• **Excerpt**:

Start of Block

DALLAS — If you want to know what the war on terror looks like today, it looks a lot like a black pickup truck loaded down with fake explosives.
In 2009, undercover FBI agents, posing as a terrorist sleeper cell, supplied the fake bomb to 20-year-old Jordanian national Hosam Smadi.
"He left this truck there believing it would lead directly to the deaths of thousands of Americans — and we stopped that from happening, so it has tremendous significance for us," said Bob Casey, Special Agent in Charge of the FBI's Dallas field office.
Smadi is now serving a 24-year prison sentence for attempting to blow up the Fountain Place building in downtown Dallas.
Though the FBI supplied what Smadi thought was a means for mass destruction, he supplied the will, and that now represents the kind of threat the nation faces now: A terrorist acting alone, but influenced — on the Internet — by global terror organizations.
So, with these kinds of high-profile arrests — and the absence of a major domestic attack since September 11, 2001 — is Casey sleeping better at night when he thinks about the nation's progress in the war on terror?
"No; no," Casey said. "I don't feel comfortable any day. This is a fight every day. It's going to be a fight for a long time. And the FBI's first priority — among all work, all efforts — is preventing a terrorist attack in the United States or against U.S. interests overseas."
Experts say the tightening of airport security has greatly reduced the possibility of grand, 9/11-style attack. The greatest threats now, they say, are lone wolves, like Hosam Smadi.
Or Mumbai-style attacks in which a group of gunmen take over a public place, execute civilians, and draw out the drama on TV.
"There's a lot more focus now on disrupting that kind of attack," said Sebastian Rotella, a senior reporter with ProPublica. He has covered counter-terrorism for ten years, and is the author of the new book, "Triple Crossing."
He says historically, law enforcement would not engage these kind of attackers. No more.
"The new approach for police departments across the U.S. is to intervene quickly — even if it's just a lone police officer — and try to engage and disrupt that kind of attack," Rotella said. "That's the determination that's been made, to try to break it up early in the process."
The FBI's Dallas field office has changed with the changing nature of the threat. From its terrorism-funding investigation into the Holy Land Foundation in 2001 to the Smadi case and another lone-wolf arrest in Lubbock of Khalid Aldawsari. He is the 20-year-old Saudi Arabian college student arrested in February for allegedly plotting to blow up the Dallas home of President George W. Bush.
"The lone individual who is isolated — where you call him a 'lone wolf,' 'lone offender,' 'homegrown violent extremist' — it much more difficult to detect, more difficult to predict when they might move from ideology and sympathy to an act of terrorism," Casey said.
Finding them and stopping them, says the FBI, will remain the challenge for years to come.

End of Block

• **Records from a data collection**:

Start of Block

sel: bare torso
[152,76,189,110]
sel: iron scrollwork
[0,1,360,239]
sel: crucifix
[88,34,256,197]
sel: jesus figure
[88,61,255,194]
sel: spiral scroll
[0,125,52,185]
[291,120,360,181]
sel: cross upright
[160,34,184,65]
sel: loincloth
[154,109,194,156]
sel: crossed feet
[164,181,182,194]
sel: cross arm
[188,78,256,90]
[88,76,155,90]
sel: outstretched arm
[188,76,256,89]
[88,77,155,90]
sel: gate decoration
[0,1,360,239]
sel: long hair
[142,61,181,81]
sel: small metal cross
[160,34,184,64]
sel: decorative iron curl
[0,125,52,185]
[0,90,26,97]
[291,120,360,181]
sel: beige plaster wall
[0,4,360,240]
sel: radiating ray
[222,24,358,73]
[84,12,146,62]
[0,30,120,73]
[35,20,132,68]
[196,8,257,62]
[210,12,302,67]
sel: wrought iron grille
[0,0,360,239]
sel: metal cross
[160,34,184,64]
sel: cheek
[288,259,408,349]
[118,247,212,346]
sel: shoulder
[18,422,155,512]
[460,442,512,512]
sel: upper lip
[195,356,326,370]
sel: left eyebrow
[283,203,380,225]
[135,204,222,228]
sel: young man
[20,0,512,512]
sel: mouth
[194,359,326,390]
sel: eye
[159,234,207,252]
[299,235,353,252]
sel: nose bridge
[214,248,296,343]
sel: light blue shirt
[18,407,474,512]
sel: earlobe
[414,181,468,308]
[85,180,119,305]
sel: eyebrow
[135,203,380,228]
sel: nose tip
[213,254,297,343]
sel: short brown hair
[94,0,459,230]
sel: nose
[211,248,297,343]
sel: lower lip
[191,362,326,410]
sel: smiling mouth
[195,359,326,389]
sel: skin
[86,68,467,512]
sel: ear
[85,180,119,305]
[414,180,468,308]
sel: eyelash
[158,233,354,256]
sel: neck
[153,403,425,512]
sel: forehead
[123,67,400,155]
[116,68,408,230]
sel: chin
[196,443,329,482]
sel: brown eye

End of Block

• **Problem A**: In the article on the FBI's Dallas field office, which building did Hosam Smadi attempt to blow up?
• **Problem B**: From the article on lone-wolf terrorism, quote the passage that begins at "So, with these" and stops after "war on terror?".
• **Problem C**: In the article on lone-wolf terrorism, condense the paragraph beginning "The FBI's Dallas field office has changed" into a shorter version that keeps its main facts.

• **Task solution A**: The Fountain Place building in downtown Dallas.

• **Task solution B**:
So, with these kinds of high-profile arrests — and the absence of a major domestic attack since September 11, 2001 — is Casey sleeping better at night when he thinks about the nation's progress in the war on terror?

• **Task solution C**: The FBI's Dallas field office has adapted to the shifting threat. Its cases range from the 2001 terrorism-funding investigation into the Holy Land Foundation to the Smadi case and the February arrest in Lubbock of Khalid Aldawsari. Aldawsari is a 20-year-old Saudi Arabian college student who allegedly plotted to bomb President George W. Bush's Dallas home.